### Provided passage

How about a contract programmer that was compiling JDE program P4211 (Sales 
Order Entry ~ 30,000 lines of code) on a production D60 with 300 interactive 
users that were mostly telemarketers...

The compile normally took around 30 minutes.
The job was sitting in the jobq, he changed it to QCTL instead...and then 
the Sh*t hit the fan....

It pretty much locked up the system...the operator couldn't even sign on to 
the console to cancel the job...he finally ended up doing a forced power 
down...It took hours to bring the system back up...and they didn't fire the 
contractor...instead, he later got extended...

- sjl

----- Original Message ----- 
From: <pnelson@xxxxxxxxxx>
To: "Midrange Systems Technical Discussion" <midrange-l@xxxxxxxxxxxx>
Sent: Monday, December 18, 2006 10:29 AM
Subject: Re: WDSC vs SEU RE: Saving the System i: Fight Rather Than Switch


  This is a management problem if they can't goose up the server to handle
  the increased workload. A program compiling in batch in a separate
  subsystem is not going to cause a lost order. An interactive compile is
  another story. Can we spell "termination for cause"?
  -- 

  Paul Nelson
  Arbor Solutions, Inc.
  708-670-6978  Cell
  pnelson@xxxxxxxxxx
  -----midrange-l-bounces@xxxxxxxxxxxx wrote: -----

    To: "Midrange Systems Technical Discussion" <midrange-l@xxxxxxxxxxxx>
    From: "Trevor Perry" <tperry@xxxxxxxxxxxxxxxxxxxxx>
    Sent by: midrange-l-bounces@xxxxxxxxxxxx
    Date: 12/18/2006 11:24AM
    Subject: Re: WDSC vs SEU RE: Saving the System i: Fight Rather Than
    Switch

    Steve,

    Within the last 12 months, I had a customer whose System i was 
seriously
    underperforming. The fault was that their business had grown faster 
than
    their server growth, and the disk arms were being overused. Their
    applications were all slow - accounts receivable and payable were
    delayed.
    In one case, payroll was looking to be impacted. And order processing
    was
    very slow. All through this time, programmers were still compiling, 
and
    thus, impacting the business. This was a real situation, and while the
    phone
    order entry was slow, it meant that the people waiting to order were 
not
    being serviced in a timely manner. They lost orders.

    Wouldn't it be ironic if some of those orders were lost because a
    programmer
    was compiling to check spelling mistakes?

    Trevor

    ----- Original Message -----
    From: "Raby, Steve" <agnictsr@xxxxxxxxxxxxx>
    To: "Midrange Systems Technical Discussion rivendell.midrange.com"
    <midrange-l@xxxxxxxxxxxx>
    Sent: Monday, December 18, 2006 10:12 AM
    Subject: RE: WDSC vs SEU RE: Saving the System i: Fight Rather Than
    Switch

    > Trevor
    >
    > Sorry that is not what is said in that statement, plus impacted the
    > business is not the same losing orders, nor is a job running a 
second
    or
    > two behind its normal finishing time going to impact a business in a
    > detrimental way in any measurable form to my mind.

### Material supplied
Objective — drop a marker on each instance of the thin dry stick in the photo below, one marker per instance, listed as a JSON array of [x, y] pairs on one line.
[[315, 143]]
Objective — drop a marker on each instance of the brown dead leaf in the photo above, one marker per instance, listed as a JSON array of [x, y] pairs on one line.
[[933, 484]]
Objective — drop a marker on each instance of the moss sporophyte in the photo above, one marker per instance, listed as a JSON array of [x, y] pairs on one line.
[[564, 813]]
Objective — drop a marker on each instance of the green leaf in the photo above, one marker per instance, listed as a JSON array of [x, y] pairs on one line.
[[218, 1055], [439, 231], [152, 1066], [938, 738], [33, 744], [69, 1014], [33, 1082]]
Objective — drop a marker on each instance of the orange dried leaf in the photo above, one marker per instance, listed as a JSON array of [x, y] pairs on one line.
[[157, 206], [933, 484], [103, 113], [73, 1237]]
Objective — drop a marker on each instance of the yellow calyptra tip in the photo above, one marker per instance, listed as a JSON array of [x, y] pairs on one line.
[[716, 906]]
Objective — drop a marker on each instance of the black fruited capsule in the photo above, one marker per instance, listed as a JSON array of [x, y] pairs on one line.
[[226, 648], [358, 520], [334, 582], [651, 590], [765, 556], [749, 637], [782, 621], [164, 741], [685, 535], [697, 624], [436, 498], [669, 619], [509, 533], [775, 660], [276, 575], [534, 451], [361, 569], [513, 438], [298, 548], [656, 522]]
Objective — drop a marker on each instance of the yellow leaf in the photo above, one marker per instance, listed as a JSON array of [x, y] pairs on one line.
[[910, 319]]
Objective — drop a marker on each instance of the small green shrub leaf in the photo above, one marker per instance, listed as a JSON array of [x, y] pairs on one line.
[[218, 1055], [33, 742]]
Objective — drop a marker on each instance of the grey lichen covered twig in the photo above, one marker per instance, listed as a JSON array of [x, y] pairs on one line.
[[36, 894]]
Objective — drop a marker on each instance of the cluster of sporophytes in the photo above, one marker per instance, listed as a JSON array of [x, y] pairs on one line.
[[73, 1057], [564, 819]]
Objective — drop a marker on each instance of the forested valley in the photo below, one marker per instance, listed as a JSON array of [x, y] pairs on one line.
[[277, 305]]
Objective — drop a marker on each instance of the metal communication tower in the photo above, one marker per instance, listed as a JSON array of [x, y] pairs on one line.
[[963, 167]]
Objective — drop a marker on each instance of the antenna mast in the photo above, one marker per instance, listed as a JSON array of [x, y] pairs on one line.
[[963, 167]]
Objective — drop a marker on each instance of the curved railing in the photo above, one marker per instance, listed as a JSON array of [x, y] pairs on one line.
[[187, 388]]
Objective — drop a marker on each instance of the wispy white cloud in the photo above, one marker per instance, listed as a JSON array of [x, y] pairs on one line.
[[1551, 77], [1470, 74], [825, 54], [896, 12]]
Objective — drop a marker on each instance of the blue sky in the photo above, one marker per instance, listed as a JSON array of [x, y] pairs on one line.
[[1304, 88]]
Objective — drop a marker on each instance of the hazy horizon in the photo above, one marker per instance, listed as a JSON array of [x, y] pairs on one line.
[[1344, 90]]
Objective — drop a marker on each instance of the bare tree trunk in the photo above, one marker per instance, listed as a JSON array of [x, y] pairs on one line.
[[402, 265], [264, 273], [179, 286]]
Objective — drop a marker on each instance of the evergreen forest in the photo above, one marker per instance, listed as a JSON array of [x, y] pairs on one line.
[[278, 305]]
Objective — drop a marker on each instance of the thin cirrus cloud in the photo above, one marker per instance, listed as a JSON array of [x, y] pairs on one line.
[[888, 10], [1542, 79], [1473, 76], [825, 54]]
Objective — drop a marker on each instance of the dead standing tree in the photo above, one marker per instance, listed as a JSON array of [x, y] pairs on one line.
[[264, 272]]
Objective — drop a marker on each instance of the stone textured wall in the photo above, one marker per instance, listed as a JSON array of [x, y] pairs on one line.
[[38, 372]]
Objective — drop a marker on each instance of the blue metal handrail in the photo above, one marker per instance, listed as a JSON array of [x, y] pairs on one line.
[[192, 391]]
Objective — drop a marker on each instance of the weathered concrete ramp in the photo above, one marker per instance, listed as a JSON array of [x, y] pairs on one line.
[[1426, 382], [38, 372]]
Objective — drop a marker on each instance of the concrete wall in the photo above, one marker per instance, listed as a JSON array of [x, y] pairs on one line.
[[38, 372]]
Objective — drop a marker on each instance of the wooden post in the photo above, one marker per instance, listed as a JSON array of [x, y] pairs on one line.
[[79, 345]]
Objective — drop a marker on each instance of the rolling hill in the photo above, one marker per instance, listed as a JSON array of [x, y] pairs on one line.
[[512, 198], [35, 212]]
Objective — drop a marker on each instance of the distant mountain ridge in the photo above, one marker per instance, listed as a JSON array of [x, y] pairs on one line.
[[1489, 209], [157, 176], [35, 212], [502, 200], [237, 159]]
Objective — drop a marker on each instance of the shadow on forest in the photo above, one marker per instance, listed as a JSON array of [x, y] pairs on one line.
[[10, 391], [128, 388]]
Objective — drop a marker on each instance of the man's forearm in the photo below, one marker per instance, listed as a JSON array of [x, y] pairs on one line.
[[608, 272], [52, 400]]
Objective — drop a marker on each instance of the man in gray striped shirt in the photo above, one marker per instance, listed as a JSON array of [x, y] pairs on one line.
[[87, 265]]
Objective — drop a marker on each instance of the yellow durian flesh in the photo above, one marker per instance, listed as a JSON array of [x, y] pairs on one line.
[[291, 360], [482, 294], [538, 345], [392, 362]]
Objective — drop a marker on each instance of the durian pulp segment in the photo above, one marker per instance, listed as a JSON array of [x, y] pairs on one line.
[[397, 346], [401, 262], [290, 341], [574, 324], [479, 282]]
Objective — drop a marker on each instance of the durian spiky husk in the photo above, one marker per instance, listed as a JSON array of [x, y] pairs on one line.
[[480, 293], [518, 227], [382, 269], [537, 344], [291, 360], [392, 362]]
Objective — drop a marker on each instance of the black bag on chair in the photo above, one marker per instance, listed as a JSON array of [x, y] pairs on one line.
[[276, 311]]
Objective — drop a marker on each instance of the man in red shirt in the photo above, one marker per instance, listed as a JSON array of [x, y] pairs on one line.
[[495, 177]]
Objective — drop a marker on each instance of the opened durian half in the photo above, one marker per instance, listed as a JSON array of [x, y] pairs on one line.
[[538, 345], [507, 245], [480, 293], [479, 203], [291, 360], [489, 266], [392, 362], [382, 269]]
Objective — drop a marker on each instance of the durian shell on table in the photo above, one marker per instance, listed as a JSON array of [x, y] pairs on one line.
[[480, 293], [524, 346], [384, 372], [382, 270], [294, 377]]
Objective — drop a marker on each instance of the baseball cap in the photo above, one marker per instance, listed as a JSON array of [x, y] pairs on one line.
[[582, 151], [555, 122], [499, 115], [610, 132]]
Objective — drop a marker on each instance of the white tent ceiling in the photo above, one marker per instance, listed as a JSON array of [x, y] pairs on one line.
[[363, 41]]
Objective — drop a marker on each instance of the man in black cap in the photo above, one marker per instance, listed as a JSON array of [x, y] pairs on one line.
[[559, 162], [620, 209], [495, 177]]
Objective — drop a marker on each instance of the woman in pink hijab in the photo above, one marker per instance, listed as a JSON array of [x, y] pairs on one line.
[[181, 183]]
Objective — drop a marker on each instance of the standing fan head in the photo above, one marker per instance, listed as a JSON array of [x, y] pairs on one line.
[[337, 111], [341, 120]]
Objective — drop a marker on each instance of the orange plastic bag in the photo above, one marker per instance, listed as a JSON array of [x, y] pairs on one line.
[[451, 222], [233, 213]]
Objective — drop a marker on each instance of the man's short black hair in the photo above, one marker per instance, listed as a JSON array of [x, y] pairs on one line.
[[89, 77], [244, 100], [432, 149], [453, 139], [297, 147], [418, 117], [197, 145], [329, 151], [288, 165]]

### Work to do
Copy out the part of the email thread between "How about a" and "later got extended...", inclusive, word for word.

### Task response
How about a contract programmer that was compiling JDE program P4211 (Sales 
Order Entry ~ 30,000 lines of code) on a production D60 with 300 interactive 
users that were mostly telemarketers...

The compile normally took around 30 minutes.
The job was sitting in the jobq, he changed it to QCTL instead...and then 
the Sh*t hit the fan....

It pretty much locked up the system...the operator couldn't even sign on to 
the console to cancel the job...he finally ended up doing a forced power 
down...It took hours to bring the system back up...and they didn't fire the 
contractor...instead, he later got extended...